Dans le récit ci-dessous sur la vie à la campagne, que la personne qui raconte avait-elle prévu de planter en jardinant ?

*Texte à lire*:
----

Il y a deux ans, j’ai quitté la ville pour me terrer demeurer in ze deep ass of ze world : vive la campagne et sa GFADP (Grande Fête Annuelle Du Pâté), loin, loin de la ville et de ses Mac Do tentateurs. J’avais imaginé qu’une vie-colchique-dans-les-prés-fleurissent-fleurissent serait hyper funky, que je courrais dans les prés, cheveux au vent (Lowéal-parce-que-je-le-vaux-bien), une robe fluide voletant gracieusement autour de mes chevilles foulant les herbes hautes, un petit lapin bondissant allègrement à mes côtés… Que je caresserais amoureusement Marguerite la vache aux longs cils, fournisseuse officielle en fromages-top-bons-qui-puent… Que je cueillerais des bouquets de bleuets qui embaumeraient ma splendide maison et que je jardinerais (j’avais même prévu de planter du basilic). Dans mon esprit, c’était extraordinaire. Mais la guilde des chenilles processionnaires et les hordes d’infâmes objets volants non identifiés ont eu raison de moi. La boue s’incrustant dans les détails ouvragés de mes Minelli m’a vaincue. L’épreuve du tracteur roulant au pas devant moi alors que mon timing matinal est aussi serré que les jupes de Britney m’a tuée. C’en était trop et le fond du trou de l’abîme du désespoir me guettait dangereusement. C’est pourquoi une décision grave a été prise : retourner en ville. C’est là, cher lecteur, chère lectrice, que le combat de la location a débuté.

Il faut savoir que louer une maison, c’est aussi tendu qu’un ventre rempli de civet de sanglier.

----

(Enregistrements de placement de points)

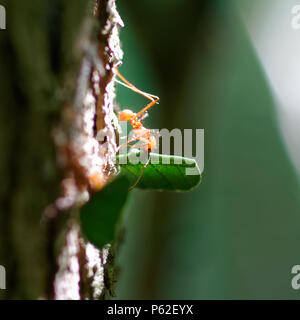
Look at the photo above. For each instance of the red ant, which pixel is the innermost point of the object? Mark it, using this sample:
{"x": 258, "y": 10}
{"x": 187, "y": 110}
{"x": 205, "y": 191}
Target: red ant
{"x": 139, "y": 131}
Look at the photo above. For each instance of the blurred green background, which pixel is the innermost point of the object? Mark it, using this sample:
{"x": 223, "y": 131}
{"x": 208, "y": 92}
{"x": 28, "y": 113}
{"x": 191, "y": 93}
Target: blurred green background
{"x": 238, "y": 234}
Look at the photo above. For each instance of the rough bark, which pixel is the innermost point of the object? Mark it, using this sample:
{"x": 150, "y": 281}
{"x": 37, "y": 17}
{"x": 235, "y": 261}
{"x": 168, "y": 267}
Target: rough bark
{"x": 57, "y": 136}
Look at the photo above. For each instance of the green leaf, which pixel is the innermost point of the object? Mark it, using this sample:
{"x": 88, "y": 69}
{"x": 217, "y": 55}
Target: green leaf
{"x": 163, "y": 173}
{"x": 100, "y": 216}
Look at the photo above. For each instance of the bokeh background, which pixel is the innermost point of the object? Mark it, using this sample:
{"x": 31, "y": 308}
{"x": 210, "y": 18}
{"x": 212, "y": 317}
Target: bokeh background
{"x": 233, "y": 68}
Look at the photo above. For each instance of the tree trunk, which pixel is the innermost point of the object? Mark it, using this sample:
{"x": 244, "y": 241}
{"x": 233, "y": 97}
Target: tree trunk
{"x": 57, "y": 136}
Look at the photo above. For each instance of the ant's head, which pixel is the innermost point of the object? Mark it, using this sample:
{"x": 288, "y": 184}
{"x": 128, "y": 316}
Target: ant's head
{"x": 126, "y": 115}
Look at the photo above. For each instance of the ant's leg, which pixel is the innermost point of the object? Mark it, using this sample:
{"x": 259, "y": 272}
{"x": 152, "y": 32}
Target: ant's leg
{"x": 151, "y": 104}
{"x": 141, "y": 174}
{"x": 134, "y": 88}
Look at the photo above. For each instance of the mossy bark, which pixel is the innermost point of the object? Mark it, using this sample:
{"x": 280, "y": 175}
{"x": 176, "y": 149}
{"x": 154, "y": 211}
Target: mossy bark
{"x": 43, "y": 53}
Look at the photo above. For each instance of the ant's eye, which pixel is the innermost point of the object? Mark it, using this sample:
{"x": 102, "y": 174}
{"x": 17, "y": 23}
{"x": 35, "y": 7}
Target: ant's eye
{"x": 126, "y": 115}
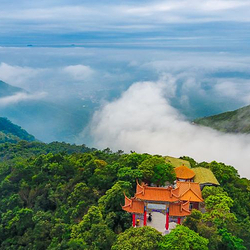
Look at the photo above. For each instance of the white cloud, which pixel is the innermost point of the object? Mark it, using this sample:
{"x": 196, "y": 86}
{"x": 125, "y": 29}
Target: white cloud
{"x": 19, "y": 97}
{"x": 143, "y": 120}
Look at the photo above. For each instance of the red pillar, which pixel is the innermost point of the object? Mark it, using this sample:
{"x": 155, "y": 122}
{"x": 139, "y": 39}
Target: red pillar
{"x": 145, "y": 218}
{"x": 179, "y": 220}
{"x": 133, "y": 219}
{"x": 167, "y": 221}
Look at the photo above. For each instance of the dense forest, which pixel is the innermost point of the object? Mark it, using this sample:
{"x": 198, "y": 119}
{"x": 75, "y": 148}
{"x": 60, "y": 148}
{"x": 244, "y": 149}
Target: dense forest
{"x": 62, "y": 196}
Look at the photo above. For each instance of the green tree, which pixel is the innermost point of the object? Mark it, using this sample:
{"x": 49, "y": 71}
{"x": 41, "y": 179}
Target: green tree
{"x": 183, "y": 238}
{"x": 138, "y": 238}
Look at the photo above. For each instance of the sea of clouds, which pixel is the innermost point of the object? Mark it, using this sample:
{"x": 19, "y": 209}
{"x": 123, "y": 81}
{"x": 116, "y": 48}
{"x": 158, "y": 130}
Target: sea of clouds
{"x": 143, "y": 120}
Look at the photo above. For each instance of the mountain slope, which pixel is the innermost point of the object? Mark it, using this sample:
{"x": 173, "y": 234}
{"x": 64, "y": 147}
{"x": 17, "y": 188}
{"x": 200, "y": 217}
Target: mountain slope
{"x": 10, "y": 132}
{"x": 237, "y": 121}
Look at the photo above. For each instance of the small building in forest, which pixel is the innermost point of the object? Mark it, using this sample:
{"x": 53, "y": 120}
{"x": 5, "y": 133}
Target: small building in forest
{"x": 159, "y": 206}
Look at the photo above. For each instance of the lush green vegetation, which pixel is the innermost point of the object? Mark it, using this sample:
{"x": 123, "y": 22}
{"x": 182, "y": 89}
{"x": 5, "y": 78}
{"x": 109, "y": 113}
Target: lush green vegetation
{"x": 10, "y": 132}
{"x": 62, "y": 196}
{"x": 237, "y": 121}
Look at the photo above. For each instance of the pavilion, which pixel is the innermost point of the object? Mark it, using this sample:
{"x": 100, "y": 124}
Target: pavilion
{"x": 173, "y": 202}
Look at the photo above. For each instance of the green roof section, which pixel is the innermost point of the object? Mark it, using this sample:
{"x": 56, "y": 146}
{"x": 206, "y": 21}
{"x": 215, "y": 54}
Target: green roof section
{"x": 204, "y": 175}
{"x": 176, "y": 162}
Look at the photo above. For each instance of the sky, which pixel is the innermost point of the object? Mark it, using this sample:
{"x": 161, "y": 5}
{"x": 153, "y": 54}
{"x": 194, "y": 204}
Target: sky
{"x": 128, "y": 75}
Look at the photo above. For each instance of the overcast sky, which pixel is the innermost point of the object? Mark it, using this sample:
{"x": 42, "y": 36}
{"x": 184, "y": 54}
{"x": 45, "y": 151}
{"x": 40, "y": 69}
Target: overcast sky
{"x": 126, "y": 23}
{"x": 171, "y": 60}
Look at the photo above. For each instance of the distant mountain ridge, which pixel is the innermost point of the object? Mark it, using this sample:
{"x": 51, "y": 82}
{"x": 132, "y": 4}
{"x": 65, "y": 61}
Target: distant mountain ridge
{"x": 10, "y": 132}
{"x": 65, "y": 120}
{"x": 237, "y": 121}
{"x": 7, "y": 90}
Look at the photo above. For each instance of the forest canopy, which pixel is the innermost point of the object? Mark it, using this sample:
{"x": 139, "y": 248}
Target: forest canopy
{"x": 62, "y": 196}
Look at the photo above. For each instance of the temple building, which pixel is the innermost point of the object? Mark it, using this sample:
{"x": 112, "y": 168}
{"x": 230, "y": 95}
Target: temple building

----

*Réponse complète*:
Du basilic.